__TASK MATERIAL__

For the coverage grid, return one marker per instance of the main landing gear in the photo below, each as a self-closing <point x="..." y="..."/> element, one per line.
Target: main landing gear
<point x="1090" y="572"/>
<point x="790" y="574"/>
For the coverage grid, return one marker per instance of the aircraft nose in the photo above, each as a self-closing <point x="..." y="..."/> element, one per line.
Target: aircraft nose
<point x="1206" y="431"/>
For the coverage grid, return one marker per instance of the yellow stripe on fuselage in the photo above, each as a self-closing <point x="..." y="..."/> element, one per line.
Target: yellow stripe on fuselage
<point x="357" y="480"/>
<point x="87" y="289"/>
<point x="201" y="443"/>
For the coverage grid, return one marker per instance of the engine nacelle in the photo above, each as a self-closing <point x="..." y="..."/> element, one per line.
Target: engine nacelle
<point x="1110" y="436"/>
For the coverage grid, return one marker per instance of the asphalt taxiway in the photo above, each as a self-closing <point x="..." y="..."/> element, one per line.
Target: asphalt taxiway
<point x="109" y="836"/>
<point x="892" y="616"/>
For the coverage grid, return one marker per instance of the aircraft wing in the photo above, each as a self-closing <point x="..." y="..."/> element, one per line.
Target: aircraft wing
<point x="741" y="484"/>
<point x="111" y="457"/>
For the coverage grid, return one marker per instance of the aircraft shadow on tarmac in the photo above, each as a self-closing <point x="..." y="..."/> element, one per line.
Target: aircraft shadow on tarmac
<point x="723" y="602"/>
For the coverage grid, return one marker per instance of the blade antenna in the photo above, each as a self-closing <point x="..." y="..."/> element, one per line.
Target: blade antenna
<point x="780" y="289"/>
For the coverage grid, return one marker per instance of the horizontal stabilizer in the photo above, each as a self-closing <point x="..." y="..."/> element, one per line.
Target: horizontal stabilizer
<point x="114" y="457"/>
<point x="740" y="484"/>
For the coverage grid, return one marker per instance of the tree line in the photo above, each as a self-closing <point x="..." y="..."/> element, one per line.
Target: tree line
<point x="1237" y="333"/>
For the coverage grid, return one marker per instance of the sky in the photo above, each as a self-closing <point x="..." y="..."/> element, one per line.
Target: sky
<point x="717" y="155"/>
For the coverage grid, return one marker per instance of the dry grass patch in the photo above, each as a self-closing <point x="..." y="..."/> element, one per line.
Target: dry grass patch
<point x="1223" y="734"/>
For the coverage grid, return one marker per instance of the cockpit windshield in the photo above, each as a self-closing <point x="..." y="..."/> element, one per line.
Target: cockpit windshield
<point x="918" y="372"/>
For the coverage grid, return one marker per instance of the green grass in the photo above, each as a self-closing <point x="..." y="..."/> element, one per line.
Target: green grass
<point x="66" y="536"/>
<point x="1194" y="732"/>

__REQUIREMENTS__
The lines above should be duplicated exactly.

__RESULT OF THE TASK__
For the coverage grid, return one marker per instance of the main landing gear in the photo below, each as a self-closing <point x="..." y="..."/> element, one per line.
Target: main landing gear
<point x="1090" y="572"/>
<point x="790" y="574"/>
For the coverage grid, return one marker per instance of the aircraft nose in the photo above, each as a self-closing <point x="..." y="..."/> element, one per line.
Target: aircraft nose
<point x="1206" y="431"/>
For the coverage grid, return one marker per instance of the yellow stripe on fuselage in the photo above, each as a self-closing <point x="..." y="..."/> element, one per line.
Target: yellow stripe on fuselage
<point x="357" y="480"/>
<point x="87" y="289"/>
<point x="201" y="443"/>
For the coverage grid, return one marker per instance of the engine nacelle in the photo above, each as a self-closing <point x="..." y="..."/> element, one per line.
Target: engine nacelle
<point x="1110" y="436"/>
For the coverage grid, return one marker per instance of the asphalt taxiway in the photo above, each as a self-closing <point x="..." y="..."/> element, one per line.
Target: asphalt taxiway
<point x="109" y="836"/>
<point x="892" y="616"/>
For the coverage grid, return one marker per instance of the aircraft wing in the photo above, each as a self-closing <point x="..." y="..."/> element, one per line.
Target: aircraft wing
<point x="741" y="484"/>
<point x="111" y="457"/>
For the coverage grid, return one marker per instance of the aircraft shadow on tarmac in the photo above, each as a self-closing <point x="..." y="..."/> element, one per line.
Target: aircraft shadow on tarmac
<point x="723" y="602"/>
For the coverage grid, return one marker per instance of the blade antenna in the photo above, each as a self-closing <point x="..." y="..."/> element, one per line.
Target: blade antenna
<point x="780" y="289"/>
For the coverage grid, return one marker per instance of the horizontal stabilizer in the photo above, each as a self-closing <point x="..." y="..."/> element, one per line.
Target: horizontal stabilizer
<point x="114" y="457"/>
<point x="740" y="484"/>
For the coverage grid, return one marker per instance of the tree line in the photo above, each as a self-closing <point x="..." y="..."/> element, one per line.
Target: tree line
<point x="1237" y="333"/>
For the coverage grid, return one marker per instance of the sky in the photo above, each as a self-closing <point x="..." y="..."/> element, one per line.
Target: sky
<point x="717" y="155"/>
For the coverage grid, return one marker per instance of the dry grass patch in the photo above, each as a self-closing <point x="..." y="..."/> element, one per line.
Target: dry grass patch
<point x="1223" y="734"/>
For the coverage grid, return one marker per instance of the cockpit windshield in the photo above, each as a self-closing <point x="..." y="..."/> element, one per line.
Target: cockpit windshield
<point x="918" y="372"/>
For the coverage grid, return one marker per instance of the green grass in the photo above, each as a self-closing <point x="..." y="..."/> element, one per line.
Target: green grass
<point x="66" y="536"/>
<point x="1194" y="732"/>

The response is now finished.